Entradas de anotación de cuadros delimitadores
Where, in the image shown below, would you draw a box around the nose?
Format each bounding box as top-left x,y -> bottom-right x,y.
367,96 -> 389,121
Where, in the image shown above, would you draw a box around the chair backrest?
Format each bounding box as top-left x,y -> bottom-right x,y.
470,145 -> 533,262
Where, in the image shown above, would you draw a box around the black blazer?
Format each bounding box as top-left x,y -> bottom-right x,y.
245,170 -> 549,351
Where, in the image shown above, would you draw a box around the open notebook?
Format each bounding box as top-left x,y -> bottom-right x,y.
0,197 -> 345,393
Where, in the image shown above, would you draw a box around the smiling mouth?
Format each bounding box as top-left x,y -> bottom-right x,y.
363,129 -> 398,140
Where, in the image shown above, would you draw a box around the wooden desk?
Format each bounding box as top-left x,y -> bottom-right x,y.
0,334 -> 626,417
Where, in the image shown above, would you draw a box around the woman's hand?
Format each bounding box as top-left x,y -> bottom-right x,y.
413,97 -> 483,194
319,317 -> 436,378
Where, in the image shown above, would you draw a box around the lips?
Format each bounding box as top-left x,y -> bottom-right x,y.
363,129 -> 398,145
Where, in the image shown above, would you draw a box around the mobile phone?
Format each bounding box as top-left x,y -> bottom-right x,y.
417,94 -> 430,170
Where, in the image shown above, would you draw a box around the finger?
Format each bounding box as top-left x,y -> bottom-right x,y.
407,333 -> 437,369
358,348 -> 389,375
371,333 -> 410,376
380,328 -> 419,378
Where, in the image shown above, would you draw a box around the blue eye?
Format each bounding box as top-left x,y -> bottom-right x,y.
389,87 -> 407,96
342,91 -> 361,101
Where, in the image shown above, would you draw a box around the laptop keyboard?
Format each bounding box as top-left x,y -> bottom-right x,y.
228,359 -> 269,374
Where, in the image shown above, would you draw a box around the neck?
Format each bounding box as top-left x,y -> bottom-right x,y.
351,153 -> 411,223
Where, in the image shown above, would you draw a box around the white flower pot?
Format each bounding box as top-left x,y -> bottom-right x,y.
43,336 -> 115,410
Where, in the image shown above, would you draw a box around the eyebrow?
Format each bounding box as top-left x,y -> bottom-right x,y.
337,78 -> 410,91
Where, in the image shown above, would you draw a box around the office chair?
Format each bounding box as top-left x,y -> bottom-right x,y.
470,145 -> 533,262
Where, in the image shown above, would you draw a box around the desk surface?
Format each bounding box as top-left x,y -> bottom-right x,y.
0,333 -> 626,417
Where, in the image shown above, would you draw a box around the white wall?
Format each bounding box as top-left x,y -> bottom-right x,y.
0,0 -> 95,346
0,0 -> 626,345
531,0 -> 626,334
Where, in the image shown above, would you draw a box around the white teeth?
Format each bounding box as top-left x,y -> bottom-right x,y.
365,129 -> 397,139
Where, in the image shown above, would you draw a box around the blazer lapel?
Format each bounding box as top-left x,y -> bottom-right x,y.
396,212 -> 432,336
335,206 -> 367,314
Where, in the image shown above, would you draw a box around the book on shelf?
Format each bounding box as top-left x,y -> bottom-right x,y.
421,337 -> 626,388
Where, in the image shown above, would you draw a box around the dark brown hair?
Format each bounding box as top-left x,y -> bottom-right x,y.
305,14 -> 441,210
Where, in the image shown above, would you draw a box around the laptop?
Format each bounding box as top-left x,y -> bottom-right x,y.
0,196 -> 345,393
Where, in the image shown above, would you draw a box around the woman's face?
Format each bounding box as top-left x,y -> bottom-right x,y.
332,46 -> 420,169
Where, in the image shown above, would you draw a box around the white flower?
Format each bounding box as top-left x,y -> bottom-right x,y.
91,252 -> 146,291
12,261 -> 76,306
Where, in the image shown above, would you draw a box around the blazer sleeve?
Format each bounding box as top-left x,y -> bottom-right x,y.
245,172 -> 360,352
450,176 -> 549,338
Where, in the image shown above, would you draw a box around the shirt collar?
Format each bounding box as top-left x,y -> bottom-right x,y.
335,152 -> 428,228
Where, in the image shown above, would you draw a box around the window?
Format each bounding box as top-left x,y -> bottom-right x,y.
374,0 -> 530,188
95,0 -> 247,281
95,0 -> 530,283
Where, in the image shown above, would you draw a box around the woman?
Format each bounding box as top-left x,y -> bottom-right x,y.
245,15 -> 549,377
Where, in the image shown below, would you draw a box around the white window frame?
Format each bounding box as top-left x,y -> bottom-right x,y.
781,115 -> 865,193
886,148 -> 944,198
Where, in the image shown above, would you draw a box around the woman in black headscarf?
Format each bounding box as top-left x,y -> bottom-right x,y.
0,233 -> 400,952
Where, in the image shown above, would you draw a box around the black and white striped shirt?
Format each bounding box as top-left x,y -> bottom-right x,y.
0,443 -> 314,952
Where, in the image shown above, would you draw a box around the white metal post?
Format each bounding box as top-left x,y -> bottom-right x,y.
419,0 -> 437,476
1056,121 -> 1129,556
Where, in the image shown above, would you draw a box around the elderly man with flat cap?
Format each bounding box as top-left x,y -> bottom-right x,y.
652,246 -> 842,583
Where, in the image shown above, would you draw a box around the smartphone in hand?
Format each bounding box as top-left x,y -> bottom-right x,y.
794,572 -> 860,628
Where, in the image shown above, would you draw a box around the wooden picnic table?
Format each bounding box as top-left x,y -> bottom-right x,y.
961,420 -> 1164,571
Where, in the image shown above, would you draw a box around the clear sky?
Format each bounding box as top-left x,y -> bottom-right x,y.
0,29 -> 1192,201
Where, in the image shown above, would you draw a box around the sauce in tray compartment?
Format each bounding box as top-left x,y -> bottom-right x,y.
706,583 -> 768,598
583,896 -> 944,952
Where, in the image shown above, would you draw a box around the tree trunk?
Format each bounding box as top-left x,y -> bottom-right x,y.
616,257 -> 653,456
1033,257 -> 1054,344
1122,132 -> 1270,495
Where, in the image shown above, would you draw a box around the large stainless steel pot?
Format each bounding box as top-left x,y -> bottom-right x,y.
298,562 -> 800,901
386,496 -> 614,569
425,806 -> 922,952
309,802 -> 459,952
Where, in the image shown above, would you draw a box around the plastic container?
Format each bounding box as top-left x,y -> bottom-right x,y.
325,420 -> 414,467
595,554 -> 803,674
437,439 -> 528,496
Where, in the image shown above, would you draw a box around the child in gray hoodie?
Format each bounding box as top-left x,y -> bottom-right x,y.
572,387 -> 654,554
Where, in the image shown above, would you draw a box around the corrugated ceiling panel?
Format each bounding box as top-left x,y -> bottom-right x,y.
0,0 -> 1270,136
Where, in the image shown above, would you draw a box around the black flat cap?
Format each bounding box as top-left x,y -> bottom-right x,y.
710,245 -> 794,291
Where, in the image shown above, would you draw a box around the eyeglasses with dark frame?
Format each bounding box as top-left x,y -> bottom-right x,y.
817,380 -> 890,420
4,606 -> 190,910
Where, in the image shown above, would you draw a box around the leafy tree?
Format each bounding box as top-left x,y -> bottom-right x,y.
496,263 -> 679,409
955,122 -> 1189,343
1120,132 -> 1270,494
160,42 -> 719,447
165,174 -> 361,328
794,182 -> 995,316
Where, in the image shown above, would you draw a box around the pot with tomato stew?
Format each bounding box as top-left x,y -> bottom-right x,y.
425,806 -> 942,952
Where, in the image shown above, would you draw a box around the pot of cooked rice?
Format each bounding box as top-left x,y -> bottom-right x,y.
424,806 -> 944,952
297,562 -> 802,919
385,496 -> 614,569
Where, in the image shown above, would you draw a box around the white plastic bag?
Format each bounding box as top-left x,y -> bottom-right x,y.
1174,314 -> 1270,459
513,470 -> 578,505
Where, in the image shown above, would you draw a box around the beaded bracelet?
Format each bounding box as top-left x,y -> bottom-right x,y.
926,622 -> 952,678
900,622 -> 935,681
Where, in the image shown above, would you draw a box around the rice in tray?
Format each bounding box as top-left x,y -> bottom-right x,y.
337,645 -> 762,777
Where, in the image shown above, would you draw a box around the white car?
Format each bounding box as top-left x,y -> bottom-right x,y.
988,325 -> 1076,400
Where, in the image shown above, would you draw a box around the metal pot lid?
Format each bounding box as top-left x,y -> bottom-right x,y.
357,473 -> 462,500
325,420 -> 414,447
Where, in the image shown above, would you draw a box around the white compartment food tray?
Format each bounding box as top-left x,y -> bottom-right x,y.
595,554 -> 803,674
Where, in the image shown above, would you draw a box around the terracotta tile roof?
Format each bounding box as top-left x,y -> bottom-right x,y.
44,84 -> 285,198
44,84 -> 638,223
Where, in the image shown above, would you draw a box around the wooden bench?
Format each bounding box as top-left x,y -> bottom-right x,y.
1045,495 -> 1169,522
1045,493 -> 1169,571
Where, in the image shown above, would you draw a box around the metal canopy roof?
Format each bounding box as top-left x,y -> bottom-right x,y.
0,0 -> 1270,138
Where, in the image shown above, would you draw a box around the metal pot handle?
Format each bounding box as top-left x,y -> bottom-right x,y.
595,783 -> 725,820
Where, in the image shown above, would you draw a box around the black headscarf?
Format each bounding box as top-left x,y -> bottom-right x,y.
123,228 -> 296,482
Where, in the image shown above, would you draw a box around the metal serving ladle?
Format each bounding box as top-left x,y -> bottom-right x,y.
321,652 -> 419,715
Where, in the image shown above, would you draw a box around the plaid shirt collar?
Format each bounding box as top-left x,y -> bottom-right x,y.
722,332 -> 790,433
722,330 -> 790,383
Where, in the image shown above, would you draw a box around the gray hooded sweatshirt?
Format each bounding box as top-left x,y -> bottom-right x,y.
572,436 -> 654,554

● **OBJETIVO**: Presenta como una lista JSON de cadenas las líneas comprendidas entre el inicio de los registros y la línea que contiene "245,170 -> 549,351", ambas incluidas. Usa una cadena por línea y omite las líneas en blanco.

● **SOLUCIÓN DE LA TAREA**:
[
  "Where, in the image shown below, would you draw a box around the nose?",
  "Format each bounding box as top-left x,y -> bottom-right x,y.",
  "367,96 -> 389,121",
  "Where, in the image shown above, would you draw a box around the chair backrest?",
  "Format each bounding box as top-left x,y -> bottom-right x,y.",
  "470,145 -> 533,262",
  "Where, in the image shown above, would you draw a box around the black blazer?",
  "Format each bounding box as top-left x,y -> bottom-right x,y.",
  "245,170 -> 549,351"
]